:: Goal of the exercise ::
Could you reproduce all of the material below word for word, leaving the pictures out of your answer?

:: Records provided ::
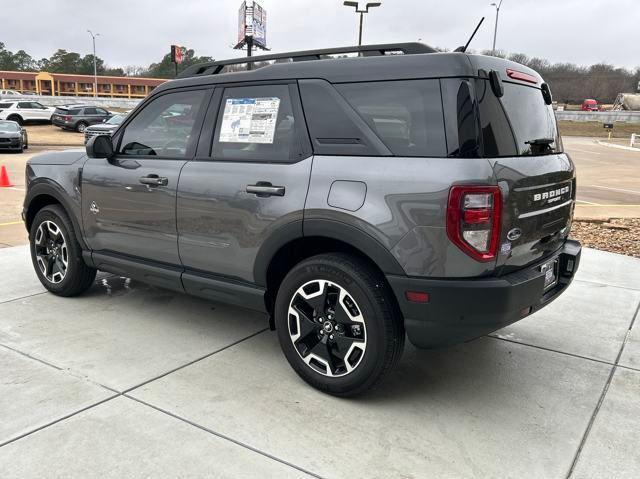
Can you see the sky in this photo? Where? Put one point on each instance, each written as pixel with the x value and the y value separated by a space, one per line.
pixel 139 32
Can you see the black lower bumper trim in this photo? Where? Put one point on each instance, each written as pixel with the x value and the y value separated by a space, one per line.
pixel 463 309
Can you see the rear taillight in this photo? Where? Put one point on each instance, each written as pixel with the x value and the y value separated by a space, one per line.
pixel 473 220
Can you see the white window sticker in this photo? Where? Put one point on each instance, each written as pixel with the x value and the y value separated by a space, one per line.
pixel 249 120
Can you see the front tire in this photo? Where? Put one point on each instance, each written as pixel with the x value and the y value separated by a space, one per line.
pixel 17 118
pixel 338 324
pixel 57 255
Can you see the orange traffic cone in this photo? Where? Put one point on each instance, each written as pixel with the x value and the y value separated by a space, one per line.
pixel 4 178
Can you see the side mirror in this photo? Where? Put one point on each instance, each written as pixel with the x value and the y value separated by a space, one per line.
pixel 100 147
pixel 496 84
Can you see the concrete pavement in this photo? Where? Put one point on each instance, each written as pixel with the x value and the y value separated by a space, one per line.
pixel 133 381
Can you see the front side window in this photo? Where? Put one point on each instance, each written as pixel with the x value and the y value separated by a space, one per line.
pixel 255 124
pixel 165 126
pixel 406 115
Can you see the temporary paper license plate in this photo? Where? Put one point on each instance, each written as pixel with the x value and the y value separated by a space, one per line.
pixel 550 271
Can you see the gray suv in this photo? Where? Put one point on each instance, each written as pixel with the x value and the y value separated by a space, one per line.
pixel 356 201
pixel 79 117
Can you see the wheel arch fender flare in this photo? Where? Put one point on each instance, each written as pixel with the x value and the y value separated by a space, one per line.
pixel 47 187
pixel 324 228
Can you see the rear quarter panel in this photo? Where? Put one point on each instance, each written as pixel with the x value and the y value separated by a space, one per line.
pixel 404 207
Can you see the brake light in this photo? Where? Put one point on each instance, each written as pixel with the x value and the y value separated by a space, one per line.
pixel 473 220
pixel 516 75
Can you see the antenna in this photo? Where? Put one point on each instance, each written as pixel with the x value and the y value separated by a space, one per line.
pixel 464 49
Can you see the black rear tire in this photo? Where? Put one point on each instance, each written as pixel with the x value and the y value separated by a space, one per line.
pixel 365 292
pixel 77 277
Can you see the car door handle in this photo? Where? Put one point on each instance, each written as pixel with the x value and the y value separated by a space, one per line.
pixel 264 189
pixel 154 180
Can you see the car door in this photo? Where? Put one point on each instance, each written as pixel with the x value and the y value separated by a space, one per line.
pixel 249 181
pixel 129 201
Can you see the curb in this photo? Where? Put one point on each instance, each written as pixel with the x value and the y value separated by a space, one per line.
pixel 65 145
pixel 619 147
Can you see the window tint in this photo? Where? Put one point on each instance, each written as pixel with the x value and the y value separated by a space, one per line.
pixel 496 135
pixel 532 120
pixel 255 124
pixel 406 115
pixel 164 127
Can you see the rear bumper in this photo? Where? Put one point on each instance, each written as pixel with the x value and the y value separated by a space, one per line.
pixel 461 310
pixel 62 123
pixel 12 145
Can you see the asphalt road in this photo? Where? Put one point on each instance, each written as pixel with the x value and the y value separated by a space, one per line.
pixel 608 179
pixel 608 185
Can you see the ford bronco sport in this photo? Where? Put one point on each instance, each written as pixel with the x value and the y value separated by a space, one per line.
pixel 355 200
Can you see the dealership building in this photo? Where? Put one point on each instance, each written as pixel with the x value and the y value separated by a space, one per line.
pixel 62 84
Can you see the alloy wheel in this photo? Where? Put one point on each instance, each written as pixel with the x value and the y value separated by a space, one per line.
pixel 327 328
pixel 52 254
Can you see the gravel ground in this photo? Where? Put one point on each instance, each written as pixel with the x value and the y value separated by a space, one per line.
pixel 615 235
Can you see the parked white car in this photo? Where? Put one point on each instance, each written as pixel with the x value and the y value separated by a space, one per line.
pixel 22 111
pixel 5 93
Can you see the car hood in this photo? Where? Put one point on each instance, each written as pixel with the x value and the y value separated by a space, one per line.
pixel 66 157
pixel 102 127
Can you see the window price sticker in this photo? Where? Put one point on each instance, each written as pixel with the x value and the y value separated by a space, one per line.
pixel 249 120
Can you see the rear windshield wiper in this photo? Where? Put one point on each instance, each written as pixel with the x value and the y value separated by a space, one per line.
pixel 541 142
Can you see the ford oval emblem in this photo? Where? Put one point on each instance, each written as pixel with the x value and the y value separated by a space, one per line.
pixel 514 234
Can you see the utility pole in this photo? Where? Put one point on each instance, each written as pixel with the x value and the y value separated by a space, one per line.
pixel 495 30
pixel 362 11
pixel 95 64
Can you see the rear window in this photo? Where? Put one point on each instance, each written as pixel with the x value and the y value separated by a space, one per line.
pixel 406 115
pixel 518 124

:: Response ::
Can you see the sky in this photo? Where? Put one point on each instance, each written as pixel with the x value and the y value separated by a space, one per line.
pixel 139 32
Can you see the black lower bumper trim in this photo? Where? Put one point on each instance, each written as pixel with the x value and the y value separated by a space, one per line.
pixel 463 309
Can you see the rear taillight in this photo? Where? Put one point on each instance, each written as pixel with the x value and the y value separated by a space, one per line.
pixel 473 220
Can you see the white window sticker in this photo? Where? Put one point on each instance, each written as pixel with the x value and the y value separated by a space, one per line.
pixel 249 120
Can you see the front tire in this photo? Where? Put one point on each instance, each written as pixel with the x value and the y value separated by a space, one per line.
pixel 17 118
pixel 338 324
pixel 57 255
Can you see the orange traffic cone in this photo? Where? Put one point on each instance, each written as pixel with the x value and the y value separated by a space, one per line.
pixel 4 178
Can you see the side mirror in this photo? Where? Put one point on each instance, each written as pixel with the x value and the y value separated by a space, one per line.
pixel 100 147
pixel 496 84
Can you see the concrete pavement in this photo? Where? Put one point on each instance, each written as pixel with the x value and the y value separated by a space, one per line.
pixel 133 381
Can you see the front side window in this photo? Where? Put one point on each instance, each written as pixel with the x value and the y value separated by a space, one per line.
pixel 255 124
pixel 165 126
pixel 406 115
Can you see the temporary paper license plate in this photo? Where? Put one point on each instance, each written as pixel with the x value and the y value separated by a space, one per line.
pixel 550 271
Can you see the gray suv in this photo? Where? Put one point on each instance, each written as pixel with the x value and the y value separated by a space, one per line.
pixel 356 201
pixel 79 117
Can you see the wheel arch fender flare in this photo? Where? Put one point on each instance, each written as pixel with the x value and the y value separated by a space, one per line.
pixel 47 187
pixel 324 228
Can you see the rear quarter panel in this photo? Where? Put one point on each instance, each written as pixel with the x value and the y value separated by a space, one per line.
pixel 404 207
Can you see the brake light in this photo? Where? Put one point on each instance, each written as pixel with the x value and the y value separated by a space, one per line.
pixel 473 220
pixel 516 75
Can you see the antenna in this photo? Where? Put one point on each instance, each written as pixel with the x value and the y value separated by a space, one per line.
pixel 464 49
Can you see the black rear tire in this photo? Where? Put one point on each instance, each written as pixel with the x value and the y value separated by a space, one per line.
pixel 365 292
pixel 77 277
Can you see the car door handle in this photo? Where? Put one point on each instance, each written as pixel with the x value and the y value separated by a space, one per line.
pixel 264 189
pixel 154 180
Can you see the car door in this photo? Where? Put one point on each instance, each written as pixel with the x value and the y value separated by a space, one per line.
pixel 249 181
pixel 129 201
Can you see the curb in this photo? Where? Put one point on each instance, each written as pixel with the x value and the y value separated by a space, one per line.
pixel 65 145
pixel 619 147
Can you see the window tint in this photo? Where? Put one point on each instance, each written as pixel with the x value and the y value separated by a space, one per line.
pixel 496 135
pixel 532 120
pixel 255 124
pixel 406 115
pixel 164 127
Can you see the rear bumper in this photo? Where? Put one point on each instance, each written as pixel with the x value and the y value separated by a space, one per line.
pixel 461 310
pixel 62 123
pixel 12 145
Can you see the asphalt road in this photo? Where? Put one point on each instance, each written as pixel with the x value and the y value separated by a space, one per line.
pixel 608 179
pixel 608 185
Can you see the ford bronco sport in this photo? Where? Put one point on each instance, each written as pixel with the x value and the y value separated by a space, one per line.
pixel 355 200
Can you see the dealership building in this photo? Where? Put one point on each instance, each written as pixel with the x value and the y value separated by a space, one per line.
pixel 62 84
Can you see the alloy wheel in this photo? Where? Put one point on each instance, each written as pixel with the x value and the y value separated by a space, one per line.
pixel 327 328
pixel 52 254
Can you see the gravel ground in this photo? Where? Put one point on each instance, each written as pixel with the x value and the y value separated by a space, one per line.
pixel 615 235
Can you see the parked white car in this photo? Where? Put one point on each instance, each written as pixel with the x value and the y value separated by a space, one per line.
pixel 22 111
pixel 5 93
Can you see the car hood in this photo? Where? Put one point on each instance, each written as pixel with the x value and the y value separated by a space, one per line.
pixel 66 157
pixel 102 127
Can you see the window price sticker in this photo? Where? Put one point on each instance, each written as pixel with the x value and the y value separated by a space, one per line.
pixel 249 120
Can you see the rear windshield wiper in this photo? Where? Put one point on each instance, each written as pixel with the x value and the y value separated by a space, one per line.
pixel 541 142
Can you see the ford oval emblem in this photo? Where? Put one point on each instance, each written as pixel with the x value and the y value separated by a space, one per line.
pixel 514 234
Can you see the utility pole in this photo? Where? Put one point on each instance, each written as pixel with the x value and the y value separated by a space, one per line.
pixel 495 30
pixel 362 11
pixel 95 64
Can you see the rear window in this photo? Where? Put one point on each instance, each written as pixel with the x value and the y value separated by a space, one per line.
pixel 406 115
pixel 518 124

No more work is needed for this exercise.